提供文章:

= = = = = = =

通常のX線のみならず粒子線による癌細胞へ及ぼす影響についての検討を行っています。具体的には、難治性腫瘍における放射線治療抵抗性機序の解明と新規治療法の開発を目指しています。
また、最近ではより高線量を1回の照射する寡分割照射を施行する機会が増えてきているため、安全かつ効果的に行うための照射法の検討を行っています。将来的には、これらの研究がオーダーメイド治療に結びつくことを目指しています。
現在のがん診療は年齢、性別、身体所見や画像診断所見に基づいた病期診断、生検標本や手術標本による病理組織診断により各症例をグループ化して治療方針を決定しています。しかしながら、近年の分子生物学の進歩により、DNAマイクロアレイをはじめとして、さらに分子レベルでがんを分類する手法が確立されてきています。このような手法を用い、一見同じように見えるがんを細かく分類し、放射線や抗癌剤に対する反応を予測する試みがなされています。このような個々の患者さんに対してきめ細かく設計された医療はオーダーメード治療やテ ーラーメード治療と呼ばれ、「最も効果的で副作用の少ない治療法」を選べるようになると期待されています。
一部の疾患では既にオーダーメード治療が実現されつつありますが、放射線治療においてはまだ研究段階にあるのが現状です。 われわれの研究は高精度放射線治療の個別化と最適化を最終目標としており、放射線治療においてオーダーメード治療の実現を目指しています。

= = = = = = =

作業指示:
A: 提供文章にある「一部の疾患では既にオーダーメード治療が実現されつつありますが、放射線治療においてはまだ研究段階にあるのが現状です。」という一文を英語に訳してください。
B: 提供文章で、この研究が最終目標としているものは何ですか。
記録は今回の作業には関係しません。

提示資料:

= = = = = = =

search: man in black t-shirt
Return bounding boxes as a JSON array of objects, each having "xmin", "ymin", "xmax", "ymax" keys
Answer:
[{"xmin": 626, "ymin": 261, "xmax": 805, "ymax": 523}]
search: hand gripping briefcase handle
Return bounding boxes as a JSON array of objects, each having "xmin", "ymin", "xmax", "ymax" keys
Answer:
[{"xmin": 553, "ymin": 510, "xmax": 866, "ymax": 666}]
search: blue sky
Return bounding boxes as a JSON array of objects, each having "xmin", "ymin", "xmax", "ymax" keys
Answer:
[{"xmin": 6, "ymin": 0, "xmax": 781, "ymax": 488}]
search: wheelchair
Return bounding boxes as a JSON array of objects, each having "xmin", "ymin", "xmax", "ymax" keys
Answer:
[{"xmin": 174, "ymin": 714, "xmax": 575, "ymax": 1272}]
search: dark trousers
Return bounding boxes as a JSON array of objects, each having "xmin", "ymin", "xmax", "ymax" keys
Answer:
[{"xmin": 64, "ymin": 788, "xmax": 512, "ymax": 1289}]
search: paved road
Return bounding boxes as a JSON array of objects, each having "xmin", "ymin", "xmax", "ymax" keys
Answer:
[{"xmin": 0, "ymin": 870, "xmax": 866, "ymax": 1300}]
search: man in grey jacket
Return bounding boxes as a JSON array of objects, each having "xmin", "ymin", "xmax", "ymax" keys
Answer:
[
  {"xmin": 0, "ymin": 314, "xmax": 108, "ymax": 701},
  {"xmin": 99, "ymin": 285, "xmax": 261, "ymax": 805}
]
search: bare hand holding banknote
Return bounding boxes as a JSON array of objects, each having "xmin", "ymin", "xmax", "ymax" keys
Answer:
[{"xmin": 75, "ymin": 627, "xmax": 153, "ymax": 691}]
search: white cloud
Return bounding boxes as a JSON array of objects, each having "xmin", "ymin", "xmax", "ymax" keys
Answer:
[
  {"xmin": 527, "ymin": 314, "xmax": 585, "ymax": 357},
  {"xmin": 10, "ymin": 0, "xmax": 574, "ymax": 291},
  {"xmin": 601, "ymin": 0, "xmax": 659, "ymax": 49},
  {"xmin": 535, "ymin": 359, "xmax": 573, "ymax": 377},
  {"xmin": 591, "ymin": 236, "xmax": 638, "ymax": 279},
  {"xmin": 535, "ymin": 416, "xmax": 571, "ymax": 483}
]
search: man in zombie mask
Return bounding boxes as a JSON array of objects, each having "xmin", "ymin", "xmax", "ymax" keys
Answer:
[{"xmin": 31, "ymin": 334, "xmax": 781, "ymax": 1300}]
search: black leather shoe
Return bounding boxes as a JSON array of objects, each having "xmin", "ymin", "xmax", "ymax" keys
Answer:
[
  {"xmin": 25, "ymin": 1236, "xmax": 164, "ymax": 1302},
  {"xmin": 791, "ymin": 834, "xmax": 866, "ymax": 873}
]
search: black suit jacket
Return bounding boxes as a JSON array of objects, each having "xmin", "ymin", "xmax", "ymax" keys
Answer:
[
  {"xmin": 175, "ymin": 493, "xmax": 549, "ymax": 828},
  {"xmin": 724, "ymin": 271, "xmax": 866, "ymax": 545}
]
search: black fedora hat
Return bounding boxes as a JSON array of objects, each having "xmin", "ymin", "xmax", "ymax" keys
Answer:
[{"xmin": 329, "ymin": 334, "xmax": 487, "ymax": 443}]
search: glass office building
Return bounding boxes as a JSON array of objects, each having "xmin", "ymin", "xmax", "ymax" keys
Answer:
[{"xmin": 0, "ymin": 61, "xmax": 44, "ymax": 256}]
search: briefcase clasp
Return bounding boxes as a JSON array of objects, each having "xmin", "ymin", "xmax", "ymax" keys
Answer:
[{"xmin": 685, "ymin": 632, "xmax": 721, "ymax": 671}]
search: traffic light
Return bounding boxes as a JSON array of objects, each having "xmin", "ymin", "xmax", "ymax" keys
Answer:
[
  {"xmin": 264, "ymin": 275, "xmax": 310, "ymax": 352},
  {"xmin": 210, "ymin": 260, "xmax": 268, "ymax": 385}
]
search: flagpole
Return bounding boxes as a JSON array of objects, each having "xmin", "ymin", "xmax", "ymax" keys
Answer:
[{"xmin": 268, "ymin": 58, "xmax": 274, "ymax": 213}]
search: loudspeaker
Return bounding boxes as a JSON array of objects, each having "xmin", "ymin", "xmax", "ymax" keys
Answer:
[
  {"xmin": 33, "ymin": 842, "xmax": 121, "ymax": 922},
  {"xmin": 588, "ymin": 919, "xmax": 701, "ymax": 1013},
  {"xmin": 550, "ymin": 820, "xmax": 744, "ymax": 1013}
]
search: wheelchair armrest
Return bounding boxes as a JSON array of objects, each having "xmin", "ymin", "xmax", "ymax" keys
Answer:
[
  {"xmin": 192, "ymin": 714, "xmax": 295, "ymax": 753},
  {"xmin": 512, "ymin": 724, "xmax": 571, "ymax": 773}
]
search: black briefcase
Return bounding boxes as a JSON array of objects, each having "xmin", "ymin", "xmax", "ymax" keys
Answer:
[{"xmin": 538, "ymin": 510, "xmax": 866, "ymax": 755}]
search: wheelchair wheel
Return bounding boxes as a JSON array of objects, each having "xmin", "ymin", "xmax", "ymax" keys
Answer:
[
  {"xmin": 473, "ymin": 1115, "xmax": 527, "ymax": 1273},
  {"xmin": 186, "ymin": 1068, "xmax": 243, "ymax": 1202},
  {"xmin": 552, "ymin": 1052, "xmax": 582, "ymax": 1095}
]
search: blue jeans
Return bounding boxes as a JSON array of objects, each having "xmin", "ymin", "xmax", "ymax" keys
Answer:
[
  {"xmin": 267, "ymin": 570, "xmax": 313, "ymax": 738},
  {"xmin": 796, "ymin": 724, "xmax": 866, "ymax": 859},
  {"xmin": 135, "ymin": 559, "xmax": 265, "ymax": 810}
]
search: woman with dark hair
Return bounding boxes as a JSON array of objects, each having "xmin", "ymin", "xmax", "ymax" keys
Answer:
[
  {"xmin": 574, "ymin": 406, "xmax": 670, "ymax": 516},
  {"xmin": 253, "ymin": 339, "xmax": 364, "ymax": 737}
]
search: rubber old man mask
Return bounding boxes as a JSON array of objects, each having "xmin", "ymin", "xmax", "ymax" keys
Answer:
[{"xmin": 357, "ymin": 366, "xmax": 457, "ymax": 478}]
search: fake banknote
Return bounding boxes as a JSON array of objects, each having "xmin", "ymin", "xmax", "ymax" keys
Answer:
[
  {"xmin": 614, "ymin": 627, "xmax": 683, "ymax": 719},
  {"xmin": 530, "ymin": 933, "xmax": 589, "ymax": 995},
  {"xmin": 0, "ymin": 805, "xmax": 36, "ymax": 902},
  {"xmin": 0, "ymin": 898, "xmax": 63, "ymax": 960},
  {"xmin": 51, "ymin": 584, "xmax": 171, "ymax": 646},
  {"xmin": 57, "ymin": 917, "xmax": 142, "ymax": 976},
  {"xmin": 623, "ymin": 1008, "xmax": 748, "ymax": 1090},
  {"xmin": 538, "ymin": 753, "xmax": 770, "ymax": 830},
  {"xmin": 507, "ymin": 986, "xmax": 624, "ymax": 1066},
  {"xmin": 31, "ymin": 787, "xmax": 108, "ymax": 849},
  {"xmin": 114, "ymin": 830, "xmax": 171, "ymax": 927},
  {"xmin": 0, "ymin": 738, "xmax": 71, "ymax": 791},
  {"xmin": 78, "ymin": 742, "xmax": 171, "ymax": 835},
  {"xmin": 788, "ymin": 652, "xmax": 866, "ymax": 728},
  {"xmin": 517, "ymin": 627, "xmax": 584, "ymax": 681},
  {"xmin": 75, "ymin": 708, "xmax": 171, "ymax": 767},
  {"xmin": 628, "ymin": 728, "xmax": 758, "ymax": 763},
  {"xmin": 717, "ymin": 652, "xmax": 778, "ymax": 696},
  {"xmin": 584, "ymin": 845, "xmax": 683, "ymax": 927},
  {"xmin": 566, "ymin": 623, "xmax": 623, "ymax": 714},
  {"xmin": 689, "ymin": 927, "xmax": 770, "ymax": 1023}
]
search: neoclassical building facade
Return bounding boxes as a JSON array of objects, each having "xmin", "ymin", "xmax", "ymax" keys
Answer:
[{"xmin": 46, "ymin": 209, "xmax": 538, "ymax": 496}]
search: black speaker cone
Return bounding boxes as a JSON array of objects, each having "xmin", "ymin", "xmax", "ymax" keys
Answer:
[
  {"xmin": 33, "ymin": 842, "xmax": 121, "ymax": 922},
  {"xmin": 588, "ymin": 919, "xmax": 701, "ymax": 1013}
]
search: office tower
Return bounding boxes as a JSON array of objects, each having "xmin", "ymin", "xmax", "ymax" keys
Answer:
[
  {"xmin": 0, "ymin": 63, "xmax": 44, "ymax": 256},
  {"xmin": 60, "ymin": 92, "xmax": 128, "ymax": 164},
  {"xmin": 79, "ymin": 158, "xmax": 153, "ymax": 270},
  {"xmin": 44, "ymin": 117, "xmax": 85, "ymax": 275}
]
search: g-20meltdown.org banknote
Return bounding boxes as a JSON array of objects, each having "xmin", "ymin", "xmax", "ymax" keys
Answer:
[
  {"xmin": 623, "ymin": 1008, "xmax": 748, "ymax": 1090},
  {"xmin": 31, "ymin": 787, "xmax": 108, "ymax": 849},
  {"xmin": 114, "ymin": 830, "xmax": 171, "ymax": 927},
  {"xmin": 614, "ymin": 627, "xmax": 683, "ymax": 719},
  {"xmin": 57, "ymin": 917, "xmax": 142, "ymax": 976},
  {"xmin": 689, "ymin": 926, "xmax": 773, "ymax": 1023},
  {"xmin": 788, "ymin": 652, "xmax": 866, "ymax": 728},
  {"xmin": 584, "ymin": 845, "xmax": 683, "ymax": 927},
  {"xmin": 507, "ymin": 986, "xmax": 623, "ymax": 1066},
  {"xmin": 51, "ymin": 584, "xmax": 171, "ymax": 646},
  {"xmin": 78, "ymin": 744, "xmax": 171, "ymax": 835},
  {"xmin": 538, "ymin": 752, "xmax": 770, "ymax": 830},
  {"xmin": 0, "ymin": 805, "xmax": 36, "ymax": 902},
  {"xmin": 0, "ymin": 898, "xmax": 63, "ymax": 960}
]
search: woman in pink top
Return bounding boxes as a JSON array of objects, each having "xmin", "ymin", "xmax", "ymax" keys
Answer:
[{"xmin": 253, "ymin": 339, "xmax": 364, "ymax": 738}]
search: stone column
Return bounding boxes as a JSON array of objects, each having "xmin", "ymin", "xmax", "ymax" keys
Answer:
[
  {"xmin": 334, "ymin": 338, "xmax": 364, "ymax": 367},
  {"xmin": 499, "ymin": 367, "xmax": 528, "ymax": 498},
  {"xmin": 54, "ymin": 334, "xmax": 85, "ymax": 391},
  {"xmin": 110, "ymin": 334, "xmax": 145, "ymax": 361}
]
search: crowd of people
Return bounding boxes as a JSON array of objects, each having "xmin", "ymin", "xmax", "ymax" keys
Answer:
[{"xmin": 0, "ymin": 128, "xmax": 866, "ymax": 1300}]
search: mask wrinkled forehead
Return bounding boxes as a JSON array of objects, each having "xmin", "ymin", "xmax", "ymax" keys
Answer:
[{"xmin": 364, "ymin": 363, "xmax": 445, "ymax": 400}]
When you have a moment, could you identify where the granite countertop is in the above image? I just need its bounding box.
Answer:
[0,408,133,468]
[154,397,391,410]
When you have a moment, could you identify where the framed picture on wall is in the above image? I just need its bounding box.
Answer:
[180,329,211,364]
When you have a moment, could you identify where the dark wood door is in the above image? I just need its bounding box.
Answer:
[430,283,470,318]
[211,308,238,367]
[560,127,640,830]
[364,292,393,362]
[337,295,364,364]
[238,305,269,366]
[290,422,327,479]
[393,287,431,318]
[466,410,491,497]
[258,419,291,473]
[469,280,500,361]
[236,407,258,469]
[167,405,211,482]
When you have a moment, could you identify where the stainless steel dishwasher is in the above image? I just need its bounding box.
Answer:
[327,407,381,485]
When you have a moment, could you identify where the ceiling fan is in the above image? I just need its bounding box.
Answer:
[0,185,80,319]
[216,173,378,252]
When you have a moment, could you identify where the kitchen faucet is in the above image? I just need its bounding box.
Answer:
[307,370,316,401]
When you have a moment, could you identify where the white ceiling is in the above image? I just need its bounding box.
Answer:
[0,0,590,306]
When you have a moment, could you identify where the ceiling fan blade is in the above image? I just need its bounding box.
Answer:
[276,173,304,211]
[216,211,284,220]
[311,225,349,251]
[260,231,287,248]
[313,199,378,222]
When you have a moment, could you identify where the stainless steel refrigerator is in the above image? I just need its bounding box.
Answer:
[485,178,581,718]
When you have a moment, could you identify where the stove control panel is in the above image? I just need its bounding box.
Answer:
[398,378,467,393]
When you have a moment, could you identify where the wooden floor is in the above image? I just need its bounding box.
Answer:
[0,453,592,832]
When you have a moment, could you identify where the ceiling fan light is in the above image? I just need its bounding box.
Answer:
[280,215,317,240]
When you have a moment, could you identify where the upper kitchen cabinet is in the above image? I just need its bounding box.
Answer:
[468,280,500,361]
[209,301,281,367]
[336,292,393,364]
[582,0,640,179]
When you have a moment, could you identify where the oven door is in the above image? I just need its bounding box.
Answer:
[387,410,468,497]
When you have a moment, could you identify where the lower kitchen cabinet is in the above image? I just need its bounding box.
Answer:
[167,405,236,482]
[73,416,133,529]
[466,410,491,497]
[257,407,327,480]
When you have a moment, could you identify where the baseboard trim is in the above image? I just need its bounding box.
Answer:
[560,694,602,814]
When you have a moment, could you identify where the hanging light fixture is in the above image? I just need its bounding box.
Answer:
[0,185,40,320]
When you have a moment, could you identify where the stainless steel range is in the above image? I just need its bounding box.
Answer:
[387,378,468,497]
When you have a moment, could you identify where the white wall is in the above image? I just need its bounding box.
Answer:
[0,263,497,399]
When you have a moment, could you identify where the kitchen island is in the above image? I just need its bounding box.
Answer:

= = = = = = =

各作業の解答:
A: Tailor-made treatment is already becoming a reality for some diseases, but in radiation therapy it is currently still at the research stage.

B: 高精度放射線治療の個別化と最適化です。